→ SELECTION
>> start
Monday, January 26, 2015

Things to Note when Choosing a Travel Partner

As an avid traveller, I came across this article which hilariously and cleverly articulates five things to note when choosing a travel partner by Ladyironchef . Although I would like to discuss about my own opinions about choosing a travel partner, I would like to firstly provide a brief introduction to one of my favourite travel blogs Ladyironchef.

The blog began with humble beginnings by a man who has an inexplicable love for food, travelling and finer things in life. Sound quite familiar right? He writes about his personal experiences from his daily life, dishing out honest reviews about food and dining places, countries and cities that he travel to and visits, and generic lifestyle products.

Travel Partners

Travelling to different countries, different places presents various experiences. Upon returning from Sydney, I took notice that some of my travel experiences were a letdown because of extremely different travelling styles between myself, my friends, or fellow travellers that I've met whilst exploring certain cities. Although, I do try to rationalize to myself that a bad experience, is an experience in itself and is often more memorable than a happy experience. It is often a good idea that we shall skip the lie that some of us tell ourselves and jump straight into choosing our travelling partner.

The blog hits the nail on the spot, as it is often that as we travel more in the company of friends, that we have come to the unfortunate realisation that not all good friends make good travel partners. Gaining an understanding that different people have different travelling styles and habits goes a long way in helping us to choose the right travel partners and ensuring our trips go as smoothly, or as interestingly, from my perspective, as possible.
>> end
→ AIM OF THE EXERCISE
Rewrite the travel partner post from "Travelling to different" to "our travelling partner.", inclusive, and substitute "disappointment" for "letdown".

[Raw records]
>> start
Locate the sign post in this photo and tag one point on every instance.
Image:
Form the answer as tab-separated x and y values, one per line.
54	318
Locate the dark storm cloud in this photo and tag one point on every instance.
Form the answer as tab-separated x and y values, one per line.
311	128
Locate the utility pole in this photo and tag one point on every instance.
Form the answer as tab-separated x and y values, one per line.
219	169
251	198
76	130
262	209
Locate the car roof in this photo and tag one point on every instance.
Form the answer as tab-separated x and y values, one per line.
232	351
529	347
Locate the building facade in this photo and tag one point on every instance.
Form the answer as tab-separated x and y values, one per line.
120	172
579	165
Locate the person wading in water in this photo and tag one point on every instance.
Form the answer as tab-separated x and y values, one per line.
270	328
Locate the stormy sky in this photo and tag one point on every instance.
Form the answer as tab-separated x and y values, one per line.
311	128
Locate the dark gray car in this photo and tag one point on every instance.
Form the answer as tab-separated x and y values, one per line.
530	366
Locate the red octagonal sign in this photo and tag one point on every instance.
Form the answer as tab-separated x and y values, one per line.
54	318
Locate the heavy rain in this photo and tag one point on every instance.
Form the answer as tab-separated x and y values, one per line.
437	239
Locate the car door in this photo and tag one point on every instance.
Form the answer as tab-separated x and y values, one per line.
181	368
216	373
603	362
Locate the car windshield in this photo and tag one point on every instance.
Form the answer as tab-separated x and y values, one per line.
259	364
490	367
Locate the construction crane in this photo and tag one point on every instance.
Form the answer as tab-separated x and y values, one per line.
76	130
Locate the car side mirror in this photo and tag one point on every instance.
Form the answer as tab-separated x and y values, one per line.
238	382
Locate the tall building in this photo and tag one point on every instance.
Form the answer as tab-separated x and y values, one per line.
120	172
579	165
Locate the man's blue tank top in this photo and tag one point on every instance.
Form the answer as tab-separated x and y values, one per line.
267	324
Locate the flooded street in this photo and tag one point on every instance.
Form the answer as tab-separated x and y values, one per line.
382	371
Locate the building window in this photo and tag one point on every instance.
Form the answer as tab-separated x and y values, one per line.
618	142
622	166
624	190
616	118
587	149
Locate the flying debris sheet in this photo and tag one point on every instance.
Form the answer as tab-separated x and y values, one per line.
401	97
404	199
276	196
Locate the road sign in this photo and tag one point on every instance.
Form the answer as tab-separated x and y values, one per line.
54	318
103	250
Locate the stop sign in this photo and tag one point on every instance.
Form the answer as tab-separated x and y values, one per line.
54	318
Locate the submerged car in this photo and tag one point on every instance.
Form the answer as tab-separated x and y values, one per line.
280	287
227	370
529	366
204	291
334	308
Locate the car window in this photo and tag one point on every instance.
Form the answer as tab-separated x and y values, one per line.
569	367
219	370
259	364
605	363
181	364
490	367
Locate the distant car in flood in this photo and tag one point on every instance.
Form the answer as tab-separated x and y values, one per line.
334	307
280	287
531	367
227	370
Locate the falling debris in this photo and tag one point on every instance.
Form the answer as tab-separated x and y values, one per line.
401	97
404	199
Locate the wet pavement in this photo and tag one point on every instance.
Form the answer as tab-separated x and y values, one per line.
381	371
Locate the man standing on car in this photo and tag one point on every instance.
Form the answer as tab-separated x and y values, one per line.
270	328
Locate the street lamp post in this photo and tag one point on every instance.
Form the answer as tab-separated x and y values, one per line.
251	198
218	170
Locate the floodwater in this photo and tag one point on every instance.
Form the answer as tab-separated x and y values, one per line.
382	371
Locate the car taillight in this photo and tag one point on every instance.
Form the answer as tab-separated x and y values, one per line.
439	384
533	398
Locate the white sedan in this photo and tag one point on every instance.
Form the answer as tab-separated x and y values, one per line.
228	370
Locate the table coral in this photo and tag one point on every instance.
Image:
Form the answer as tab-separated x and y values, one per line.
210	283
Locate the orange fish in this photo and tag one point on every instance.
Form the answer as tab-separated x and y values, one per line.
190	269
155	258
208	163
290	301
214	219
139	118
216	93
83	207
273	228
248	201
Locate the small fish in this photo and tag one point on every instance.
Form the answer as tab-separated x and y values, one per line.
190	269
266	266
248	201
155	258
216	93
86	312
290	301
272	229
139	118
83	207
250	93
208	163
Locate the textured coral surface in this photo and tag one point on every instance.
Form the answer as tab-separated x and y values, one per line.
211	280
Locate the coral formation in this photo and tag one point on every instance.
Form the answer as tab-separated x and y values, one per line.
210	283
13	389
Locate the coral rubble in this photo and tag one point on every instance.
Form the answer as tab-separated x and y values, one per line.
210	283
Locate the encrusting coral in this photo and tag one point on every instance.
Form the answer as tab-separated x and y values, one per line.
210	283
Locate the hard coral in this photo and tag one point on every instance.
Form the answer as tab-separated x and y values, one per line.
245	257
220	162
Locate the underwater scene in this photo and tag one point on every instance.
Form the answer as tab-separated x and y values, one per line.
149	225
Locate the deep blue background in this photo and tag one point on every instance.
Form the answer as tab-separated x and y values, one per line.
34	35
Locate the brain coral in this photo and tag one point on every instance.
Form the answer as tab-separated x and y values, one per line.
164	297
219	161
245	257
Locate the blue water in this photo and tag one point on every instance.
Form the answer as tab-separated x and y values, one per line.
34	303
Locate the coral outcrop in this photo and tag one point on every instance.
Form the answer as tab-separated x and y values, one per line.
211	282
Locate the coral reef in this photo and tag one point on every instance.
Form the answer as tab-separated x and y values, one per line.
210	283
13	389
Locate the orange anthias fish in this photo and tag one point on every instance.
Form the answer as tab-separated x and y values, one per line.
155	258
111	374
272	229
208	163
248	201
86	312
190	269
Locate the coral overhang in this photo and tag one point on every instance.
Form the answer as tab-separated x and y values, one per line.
>> end
→ EXERCISE OUTPUT
Travelling to different countries, different places presents various experiences. Upon returning from Sydney, I took notice that some of my travel experiences were a disappointment because of extremely different travelling styles between myself, my friends, or fellow travellers that I've met whilst exploring certain cities. Although, I do try to rationalize to myself that a bad experience, is an experience in itself and is often more memorable than a happy experience. It is often a good idea that we shall skip the lie that some of us tell ourselves and jump straight into choosing our travelling partner.